======== RECORDS SUPPLIED ========
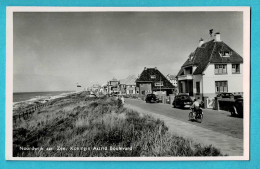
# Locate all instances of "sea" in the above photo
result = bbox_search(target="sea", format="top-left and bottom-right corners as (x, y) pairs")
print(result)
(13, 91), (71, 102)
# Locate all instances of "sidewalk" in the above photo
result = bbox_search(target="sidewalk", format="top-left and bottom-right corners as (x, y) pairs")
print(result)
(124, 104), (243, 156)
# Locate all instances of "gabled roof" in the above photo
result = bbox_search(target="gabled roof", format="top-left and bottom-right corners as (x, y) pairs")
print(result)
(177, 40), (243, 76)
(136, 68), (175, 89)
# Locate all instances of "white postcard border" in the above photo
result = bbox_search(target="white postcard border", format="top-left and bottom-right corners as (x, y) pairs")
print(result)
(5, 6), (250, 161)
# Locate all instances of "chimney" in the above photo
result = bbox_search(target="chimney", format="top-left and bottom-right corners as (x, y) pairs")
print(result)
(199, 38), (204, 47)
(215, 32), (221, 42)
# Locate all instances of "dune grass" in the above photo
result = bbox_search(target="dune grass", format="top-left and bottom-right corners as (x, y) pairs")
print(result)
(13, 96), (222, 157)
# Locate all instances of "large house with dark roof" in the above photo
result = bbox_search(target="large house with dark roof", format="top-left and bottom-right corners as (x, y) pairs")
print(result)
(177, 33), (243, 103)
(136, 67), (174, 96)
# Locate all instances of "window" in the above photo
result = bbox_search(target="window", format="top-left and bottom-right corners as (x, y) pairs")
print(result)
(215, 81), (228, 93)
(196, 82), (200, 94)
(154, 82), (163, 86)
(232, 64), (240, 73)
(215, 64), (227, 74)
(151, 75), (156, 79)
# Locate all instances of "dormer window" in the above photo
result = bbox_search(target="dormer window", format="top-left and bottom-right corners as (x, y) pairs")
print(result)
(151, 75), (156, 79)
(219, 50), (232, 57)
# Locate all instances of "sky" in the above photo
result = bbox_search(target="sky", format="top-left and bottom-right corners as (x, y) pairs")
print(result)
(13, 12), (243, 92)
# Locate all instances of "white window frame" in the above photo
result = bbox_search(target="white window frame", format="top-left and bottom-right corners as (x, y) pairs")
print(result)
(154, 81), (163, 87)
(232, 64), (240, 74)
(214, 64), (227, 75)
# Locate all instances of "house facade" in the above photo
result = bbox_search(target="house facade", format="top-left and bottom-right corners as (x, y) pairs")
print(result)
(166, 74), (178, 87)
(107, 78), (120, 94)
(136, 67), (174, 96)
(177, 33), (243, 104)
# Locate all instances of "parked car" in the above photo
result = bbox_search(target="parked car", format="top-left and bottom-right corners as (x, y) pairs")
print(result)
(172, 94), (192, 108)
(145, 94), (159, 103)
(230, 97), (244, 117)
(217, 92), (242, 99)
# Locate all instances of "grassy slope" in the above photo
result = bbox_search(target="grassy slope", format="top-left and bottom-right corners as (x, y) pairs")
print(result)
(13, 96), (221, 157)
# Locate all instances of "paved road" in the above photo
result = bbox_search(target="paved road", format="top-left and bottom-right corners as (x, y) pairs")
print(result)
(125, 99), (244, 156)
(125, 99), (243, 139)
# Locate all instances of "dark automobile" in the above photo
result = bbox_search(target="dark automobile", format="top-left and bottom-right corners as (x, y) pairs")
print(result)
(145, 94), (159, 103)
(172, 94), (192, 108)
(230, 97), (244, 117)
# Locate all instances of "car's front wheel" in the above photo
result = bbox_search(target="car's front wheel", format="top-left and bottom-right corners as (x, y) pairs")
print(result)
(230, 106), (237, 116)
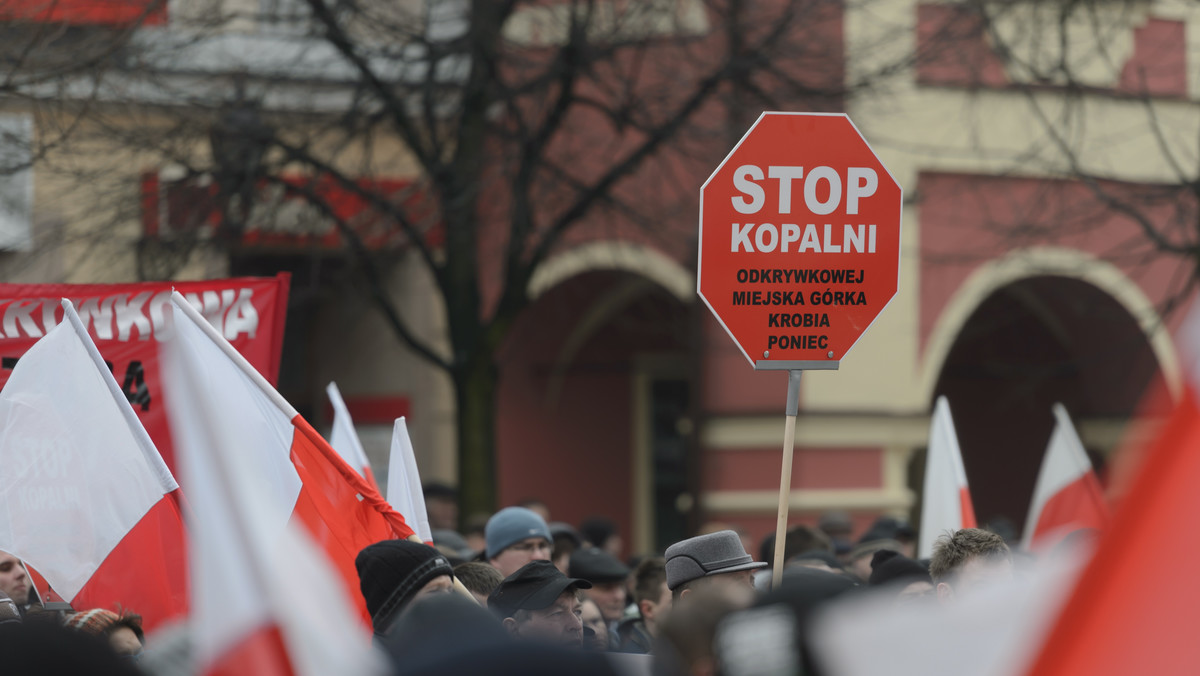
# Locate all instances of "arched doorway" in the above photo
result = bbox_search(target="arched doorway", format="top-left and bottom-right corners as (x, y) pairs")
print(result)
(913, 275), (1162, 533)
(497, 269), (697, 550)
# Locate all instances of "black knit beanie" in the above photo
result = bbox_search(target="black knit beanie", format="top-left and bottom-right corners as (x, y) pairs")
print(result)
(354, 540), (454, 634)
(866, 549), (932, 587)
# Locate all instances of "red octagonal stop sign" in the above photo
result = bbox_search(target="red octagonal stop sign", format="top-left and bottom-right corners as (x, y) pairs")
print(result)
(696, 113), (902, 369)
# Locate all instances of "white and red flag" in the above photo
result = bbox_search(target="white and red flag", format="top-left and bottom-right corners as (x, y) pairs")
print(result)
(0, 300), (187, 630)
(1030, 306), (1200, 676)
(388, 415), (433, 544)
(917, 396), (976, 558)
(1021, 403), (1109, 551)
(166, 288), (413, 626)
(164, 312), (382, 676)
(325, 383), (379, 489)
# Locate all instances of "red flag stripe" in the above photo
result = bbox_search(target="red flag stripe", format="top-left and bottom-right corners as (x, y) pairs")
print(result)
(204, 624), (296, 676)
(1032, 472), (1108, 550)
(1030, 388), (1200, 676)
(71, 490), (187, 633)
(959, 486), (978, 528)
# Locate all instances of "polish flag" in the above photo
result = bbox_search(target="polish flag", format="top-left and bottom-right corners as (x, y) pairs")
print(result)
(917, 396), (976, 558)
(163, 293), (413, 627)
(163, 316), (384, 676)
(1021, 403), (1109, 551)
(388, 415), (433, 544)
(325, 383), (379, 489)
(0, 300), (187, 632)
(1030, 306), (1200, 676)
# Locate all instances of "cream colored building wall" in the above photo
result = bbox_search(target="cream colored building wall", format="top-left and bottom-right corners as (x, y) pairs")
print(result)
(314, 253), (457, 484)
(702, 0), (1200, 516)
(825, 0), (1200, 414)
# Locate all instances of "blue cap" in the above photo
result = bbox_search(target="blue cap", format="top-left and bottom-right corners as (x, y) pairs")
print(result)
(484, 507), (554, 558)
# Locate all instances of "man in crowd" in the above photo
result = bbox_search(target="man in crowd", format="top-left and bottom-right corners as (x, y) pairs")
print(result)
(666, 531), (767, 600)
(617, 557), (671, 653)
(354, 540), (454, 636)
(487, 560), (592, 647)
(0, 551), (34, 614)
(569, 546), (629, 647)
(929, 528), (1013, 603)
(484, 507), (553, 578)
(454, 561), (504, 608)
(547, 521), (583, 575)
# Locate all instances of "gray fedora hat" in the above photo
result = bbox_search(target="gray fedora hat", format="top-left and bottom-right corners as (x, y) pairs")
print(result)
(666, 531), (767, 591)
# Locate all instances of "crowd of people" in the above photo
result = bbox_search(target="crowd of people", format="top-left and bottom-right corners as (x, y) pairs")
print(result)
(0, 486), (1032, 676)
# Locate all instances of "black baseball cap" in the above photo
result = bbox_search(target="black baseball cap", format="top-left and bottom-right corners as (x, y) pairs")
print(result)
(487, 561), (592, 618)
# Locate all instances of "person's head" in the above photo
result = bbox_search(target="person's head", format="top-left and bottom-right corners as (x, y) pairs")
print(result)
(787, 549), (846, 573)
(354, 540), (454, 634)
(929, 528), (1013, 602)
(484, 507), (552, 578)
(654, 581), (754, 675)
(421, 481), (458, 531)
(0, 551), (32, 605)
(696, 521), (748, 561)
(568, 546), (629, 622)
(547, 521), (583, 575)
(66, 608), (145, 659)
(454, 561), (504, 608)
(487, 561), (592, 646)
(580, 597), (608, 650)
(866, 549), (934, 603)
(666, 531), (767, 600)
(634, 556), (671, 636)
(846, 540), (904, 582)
========
GIVEN PROBLEM ▸ Return each line of the records that contains the string "sign".

CORRECT RESULT ▸
# Locate all instances of "red octagonal stop sign" in the above photo
result = bbox_search(target="red octagonal stop sign", format="top-left and bottom-right corners as (x, y) pairs")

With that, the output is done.